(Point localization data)
● ● ● ● ●

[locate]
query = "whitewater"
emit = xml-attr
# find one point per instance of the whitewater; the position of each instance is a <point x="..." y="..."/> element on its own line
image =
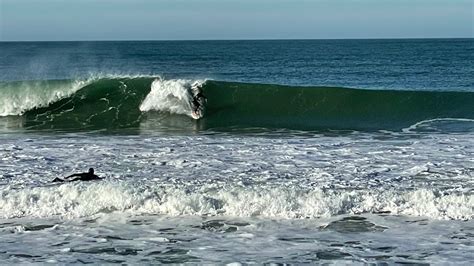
<point x="328" y="154"/>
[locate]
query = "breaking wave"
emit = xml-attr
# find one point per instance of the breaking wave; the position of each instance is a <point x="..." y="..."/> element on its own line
<point x="127" y="102"/>
<point x="78" y="200"/>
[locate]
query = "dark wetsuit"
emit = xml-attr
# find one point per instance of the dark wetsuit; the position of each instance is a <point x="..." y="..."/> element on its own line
<point x="198" y="100"/>
<point x="80" y="177"/>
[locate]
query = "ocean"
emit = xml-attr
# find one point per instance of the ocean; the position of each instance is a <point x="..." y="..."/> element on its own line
<point x="271" y="151"/>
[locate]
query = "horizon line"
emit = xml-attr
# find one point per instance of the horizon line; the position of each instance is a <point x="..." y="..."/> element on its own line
<point x="243" y="39"/>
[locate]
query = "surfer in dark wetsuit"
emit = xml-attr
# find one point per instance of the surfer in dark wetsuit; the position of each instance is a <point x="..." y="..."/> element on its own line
<point x="80" y="177"/>
<point x="198" y="100"/>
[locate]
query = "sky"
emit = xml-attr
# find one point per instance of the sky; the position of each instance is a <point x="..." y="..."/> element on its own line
<point x="70" y="20"/>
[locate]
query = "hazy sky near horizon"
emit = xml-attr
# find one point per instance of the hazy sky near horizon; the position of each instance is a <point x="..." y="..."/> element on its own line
<point x="231" y="19"/>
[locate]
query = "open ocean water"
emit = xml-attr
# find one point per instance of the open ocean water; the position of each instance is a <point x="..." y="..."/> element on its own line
<point x="301" y="151"/>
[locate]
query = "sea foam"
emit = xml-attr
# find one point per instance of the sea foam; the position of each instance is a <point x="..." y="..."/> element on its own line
<point x="78" y="200"/>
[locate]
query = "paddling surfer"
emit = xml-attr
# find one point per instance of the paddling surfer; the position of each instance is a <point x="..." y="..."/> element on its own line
<point x="80" y="177"/>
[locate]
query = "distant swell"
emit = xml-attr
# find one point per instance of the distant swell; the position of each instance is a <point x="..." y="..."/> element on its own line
<point x="132" y="102"/>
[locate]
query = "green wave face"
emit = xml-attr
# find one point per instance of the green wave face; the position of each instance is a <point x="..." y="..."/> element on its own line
<point x="313" y="108"/>
<point x="113" y="103"/>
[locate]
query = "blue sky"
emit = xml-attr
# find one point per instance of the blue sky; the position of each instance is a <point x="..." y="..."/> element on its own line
<point x="232" y="19"/>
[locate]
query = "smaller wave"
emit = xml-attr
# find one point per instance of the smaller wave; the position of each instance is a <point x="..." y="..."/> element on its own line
<point x="19" y="97"/>
<point x="174" y="96"/>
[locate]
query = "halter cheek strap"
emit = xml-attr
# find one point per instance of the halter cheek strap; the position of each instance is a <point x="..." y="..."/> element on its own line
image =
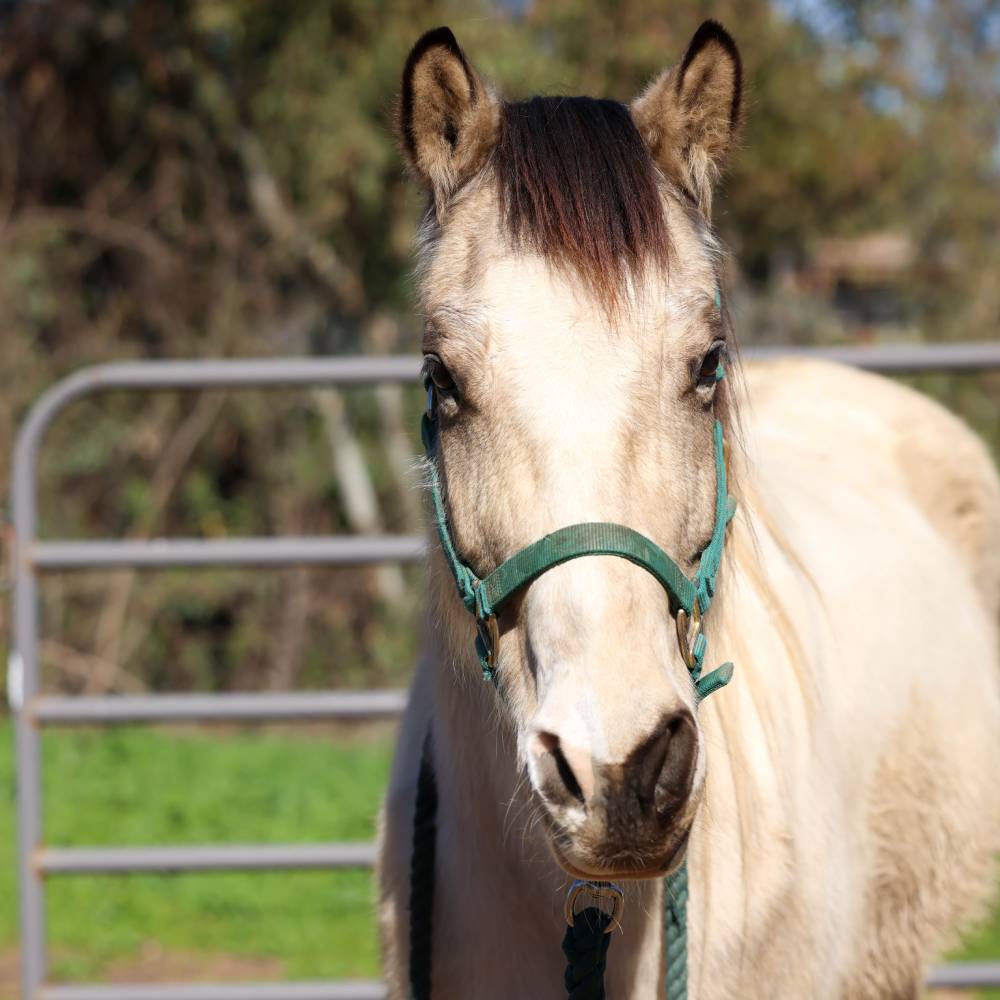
<point x="688" y="599"/>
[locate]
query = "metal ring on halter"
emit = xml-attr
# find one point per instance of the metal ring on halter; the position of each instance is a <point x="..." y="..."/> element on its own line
<point x="687" y="632"/>
<point x="599" y="890"/>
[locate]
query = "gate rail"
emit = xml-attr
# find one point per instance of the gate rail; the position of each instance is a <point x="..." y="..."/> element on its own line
<point x="33" y="709"/>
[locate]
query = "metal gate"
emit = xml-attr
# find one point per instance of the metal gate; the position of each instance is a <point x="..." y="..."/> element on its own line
<point x="32" y="709"/>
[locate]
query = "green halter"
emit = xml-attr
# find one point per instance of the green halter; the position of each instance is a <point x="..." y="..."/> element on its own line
<point x="688" y="599"/>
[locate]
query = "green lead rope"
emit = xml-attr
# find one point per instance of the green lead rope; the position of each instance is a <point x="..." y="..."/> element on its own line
<point x="586" y="943"/>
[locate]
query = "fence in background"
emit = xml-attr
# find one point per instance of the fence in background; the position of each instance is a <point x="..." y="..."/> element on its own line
<point x="32" y="709"/>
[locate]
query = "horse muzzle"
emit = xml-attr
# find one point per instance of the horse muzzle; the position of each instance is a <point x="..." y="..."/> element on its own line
<point x="625" y="820"/>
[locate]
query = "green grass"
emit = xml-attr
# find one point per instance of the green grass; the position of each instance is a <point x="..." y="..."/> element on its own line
<point x="148" y="786"/>
<point x="138" y="786"/>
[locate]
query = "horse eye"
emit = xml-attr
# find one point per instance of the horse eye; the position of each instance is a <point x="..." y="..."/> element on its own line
<point x="709" y="368"/>
<point x="437" y="373"/>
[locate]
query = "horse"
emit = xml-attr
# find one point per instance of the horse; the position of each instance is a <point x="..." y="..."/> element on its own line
<point x="837" y="806"/>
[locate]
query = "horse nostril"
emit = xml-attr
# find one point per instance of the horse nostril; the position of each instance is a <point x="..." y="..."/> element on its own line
<point x="675" y="777"/>
<point x="556" y="778"/>
<point x="662" y="768"/>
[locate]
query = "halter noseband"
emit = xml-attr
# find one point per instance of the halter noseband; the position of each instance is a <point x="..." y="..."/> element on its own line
<point x="688" y="599"/>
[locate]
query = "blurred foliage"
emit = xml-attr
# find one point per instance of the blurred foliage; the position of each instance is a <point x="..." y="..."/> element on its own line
<point x="252" y="787"/>
<point x="201" y="178"/>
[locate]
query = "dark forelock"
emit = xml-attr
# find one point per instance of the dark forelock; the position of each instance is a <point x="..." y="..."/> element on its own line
<point x="577" y="185"/>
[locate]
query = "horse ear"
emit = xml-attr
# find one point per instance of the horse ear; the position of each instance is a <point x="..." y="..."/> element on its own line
<point x="448" y="118"/>
<point x="690" y="114"/>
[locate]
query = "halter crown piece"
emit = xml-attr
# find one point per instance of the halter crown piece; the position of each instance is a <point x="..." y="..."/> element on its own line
<point x="586" y="941"/>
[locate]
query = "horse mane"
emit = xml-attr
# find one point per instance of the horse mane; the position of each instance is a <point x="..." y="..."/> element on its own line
<point x="577" y="185"/>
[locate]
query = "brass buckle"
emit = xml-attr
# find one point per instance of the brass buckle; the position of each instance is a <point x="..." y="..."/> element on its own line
<point x="489" y="633"/>
<point x="688" y="630"/>
<point x="599" y="890"/>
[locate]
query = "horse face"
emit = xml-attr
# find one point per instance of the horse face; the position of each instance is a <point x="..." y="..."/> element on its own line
<point x="572" y="334"/>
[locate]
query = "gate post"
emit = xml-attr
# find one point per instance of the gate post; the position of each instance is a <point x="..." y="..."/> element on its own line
<point x="22" y="689"/>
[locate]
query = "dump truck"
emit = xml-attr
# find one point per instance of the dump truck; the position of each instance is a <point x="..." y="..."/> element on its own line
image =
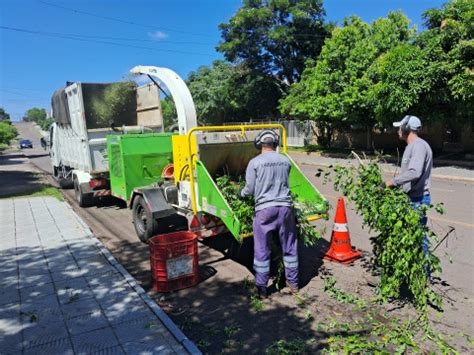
<point x="167" y="179"/>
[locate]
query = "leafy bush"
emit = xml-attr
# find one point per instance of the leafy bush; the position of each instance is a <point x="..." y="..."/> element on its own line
<point x="397" y="246"/>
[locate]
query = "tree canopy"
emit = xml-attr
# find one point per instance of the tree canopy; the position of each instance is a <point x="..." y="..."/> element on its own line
<point x="35" y="114"/>
<point x="225" y="92"/>
<point x="275" y="36"/>
<point x="336" y="90"/>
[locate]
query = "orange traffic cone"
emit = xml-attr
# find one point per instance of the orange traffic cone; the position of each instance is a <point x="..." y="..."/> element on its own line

● ● ● ● ●

YOUR ASSIGNMENT: Could you write out all the records exactly, without the pictures?

OUTPUT OF THE TASK:
[locate]
query = "whitewater"
emit = xml-attr
# find one point per instance of the whitewater; the position of each instance is a <point x="..." y="..."/> element on its own line
image =
<point x="328" y="154"/>
[locate]
query = "breaking wave"
emit = xml-attr
# find one point per instance of the breaking wave; the position of each instance is a <point x="..." y="..."/> element on its own line
<point x="127" y="102"/>
<point x="78" y="200"/>
[locate]
query = "dark wetsuit"
emit = xml-attr
# find one point per instance of the dark wetsuit; the position of each instance is a <point x="..." y="..."/> element on its own line
<point x="198" y="100"/>
<point x="80" y="177"/>
[locate]
query = "ocean"
emit = xml-attr
# find one point per instance of the ocean; the position of each instance is a <point x="..." y="..."/> element on its own line
<point x="271" y="151"/>
[locate]
query = "horizon line"
emit = xml-attr
# find one point per instance of the horizon line; the position of each instance is a <point x="..." y="..."/> element on its own line
<point x="243" y="39"/>
[locate]
query = "surfer in dark wetsuit"
emit = xml-attr
# find one point per instance of the surfer in dark wetsuit; the position of each instance is a <point x="..." y="..."/> element on its own line
<point x="80" y="177"/>
<point x="198" y="100"/>
[locate]
query = "sky"
emit = xml-attr
# find one point per instance of the sky; the position of each instance is a <point x="..." y="..."/> element on its own line
<point x="70" y="20"/>
[locate]
query = "hazy sky near horizon"
emit = xml-attr
# find one point per instance of the hazy sky near horizon; the position of each instance is a <point x="..." y="..."/> element on its own line
<point x="231" y="19"/>
[locate]
query = "open ocean water"
emit = xml-attr
# find one point per instance of the open ocean water; the position of each instance is a <point x="..." y="..."/> element on its own line
<point x="301" y="151"/>
[locate]
query = "sea foam"
emit = xml-attr
# find one point per instance of the sea foam; the position of each instance is a <point x="..." y="..."/> element on its own line
<point x="78" y="200"/>
[locate]
query = "paddling surfer"
emit = xml-attr
# find one point per instance of the paddling surfer; the position of each instance is a <point x="..." y="..."/> element on its own line
<point x="80" y="177"/>
[locate]
query = "distant swell"
emit = xml-attr
# find one point per instance of the distant swell; the position of each instance is a <point x="..." y="..."/> element on its own line
<point x="132" y="102"/>
[locate]
query = "green wave face"
emit = xml-attr
# find one point per instance of the green wave face; the position of each instance is a <point x="..." y="..."/> element on its own line
<point x="313" y="108"/>
<point x="113" y="103"/>
[locate]
query = "blue sky"
emit = xml-attr
# find one point per instance of the blue sky; the position of each instance is a <point x="..." y="..."/> element on its own line
<point x="232" y="19"/>
[locate]
query = "smaller wave"
emit = xml-attr
# find one point per instance of the smaller wave; the position of each instance is a <point x="..." y="..."/> element on its own line
<point x="19" y="97"/>
<point x="174" y="96"/>
[locate]
query = "halter cheek strap"
emit = xml-attr
# find one point per instance of the halter cheek strap; the position of each instance is a <point x="..." y="..."/> element on its own line
image =
<point x="688" y="599"/>
[locate]
query = "metal ring on halter"
emit = xml-attr
# find one point per instance of the metal ring on halter; the position of each instance is a <point x="..." y="..."/> element on its own line
<point x="687" y="632"/>
<point x="599" y="890"/>
[locate]
query = "gate rail"
emit = xml-attr
# find one point per instance of the gate rail; the position of each instance is a <point x="..." y="..."/> element on its own line
<point x="33" y="709"/>
[locate]
query = "metal gate"
emit = xml-attr
# find one point per instance of the metal gate; the position of each instance is a <point x="..." y="..."/> element on its own line
<point x="32" y="709"/>
[locate]
query = "green halter"
emit = xml-attr
# find one point per instance of the green halter; the position of each instance is a <point x="..." y="..."/> element on its own line
<point x="688" y="599"/>
[locate]
query = "green lead rope"
emit = xml-attr
# find one point per instance of the green lead rope; the position of each instance is a <point x="..." y="..."/> element on its own line
<point x="586" y="943"/>
[locate]
query = "fence in background"
emit = xml-attr
# find one point per instance of the fence in background; the position of each instance is a <point x="..." y="..."/> element on its own line
<point x="32" y="709"/>
[locate]
query = "horse muzzle"
emit = xml-attr
# find one point per instance of the horse muzzle; the position of each instance is a <point x="..." y="..."/> element on its own line
<point x="625" y="820"/>
[locate]
query = "green grass"
emit = xml-attr
# find one point per instance of the green grass; the position of each instance is a <point x="..." y="..."/> element on its own line
<point x="148" y="786"/>
<point x="138" y="786"/>
[locate]
query = "horse eye"
emit = xml-attr
# find one point per instance of the horse eye; the position of each instance is a <point x="..." y="..."/> element on its own line
<point x="709" y="368"/>
<point x="437" y="373"/>
[locate]
query = "horse"
emit = xml-attr
# find one point per instance of the horse; the position of each instance is a <point x="..." y="..."/> element on its own line
<point x="837" y="806"/>
[locate]
query = "horse nostril"
emit = xml-attr
# find one point per instance of the horse nostril; the position of each instance is a <point x="..." y="..."/> element on its own line
<point x="675" y="777"/>
<point x="556" y="778"/>
<point x="662" y="768"/>
[locate]
query = "halter noseband"
emit = xml-attr
# find one point per instance of the halter noseband; the position of each instance is a <point x="..." y="..."/> element on its own line
<point x="688" y="599"/>
[locate]
query = "blurred foliage"
emit = xml-attr
# find one point per instance of the blurred foliage; the position of each instance is a <point x="..." y="..."/> element on its own line
<point x="252" y="787"/>
<point x="201" y="178"/>
[locate]
query = "dark forelock"
emit = xml-attr
# find one point per instance of the dark forelock; the position of each instance is a <point x="..." y="..."/> element on its own line
<point x="577" y="185"/>
[locate]
query = "horse ear"
emit = xml-attr
# find one point per instance of the horse ear; the position of each instance is a <point x="..." y="..."/> element on its own line
<point x="448" y="118"/>
<point x="690" y="114"/>
[locate]
query = "halter crown piece"
emit = xml-attr
# find one point per instance of the halter crown piece; the position of each instance is a <point x="..." y="..."/> element on its own line
<point x="586" y="941"/>
[locate]
query = "horse mane"
emit = xml-attr
# find one point per instance of the horse mane; the position of each instance is a <point x="..." y="..."/> element on its own line
<point x="577" y="185"/>
[locate]
query = "brass buckle"
emit = xml-attr
# find one point per instance of the brass buckle; the position of each instance is a <point x="..." y="..."/> element on its own line
<point x="489" y="633"/>
<point x="688" y="630"/>
<point x="599" y="890"/>
[locate]
query = "horse face"
emit = xml-attr
# find one point per instance of the horse face; the position of each instance is a <point x="..." y="..."/> element on its own line
<point x="572" y="334"/>
[locate]
query = "gate post"
emit = xml-attr
# find one point per instance of the gate post; the position of each instance is a <point x="..." y="..."/> element on its own line
<point x="22" y="689"/>
[locate]
query = "dump truck"
emit = xml-attr
# find one point per instance of the dump truck; the position of each instance is a <point x="..." y="..."/> element on its own line
image =
<point x="167" y="179"/>
[locate]
query = "leafy bush"
emit = xml-attr
# find one point per instance of the leafy bush; the position of each instance is a <point x="..." y="..."/> element on its own line
<point x="397" y="246"/>
[locate]
query = "tree canopy"
emit = xml-attr
# find one point per instance of the tree canopy; the position of each instance is a <point x="..." y="..."/> element on its own line
<point x="35" y="114"/>
<point x="225" y="92"/>
<point x="275" y="36"/>
<point x="336" y="90"/>
[locate]
query = "orange traffic cone"
emit = xml-attr
# find one point per instance of the orange traffic cone; the position of each instance is a <point x="..." y="..."/> element on its own line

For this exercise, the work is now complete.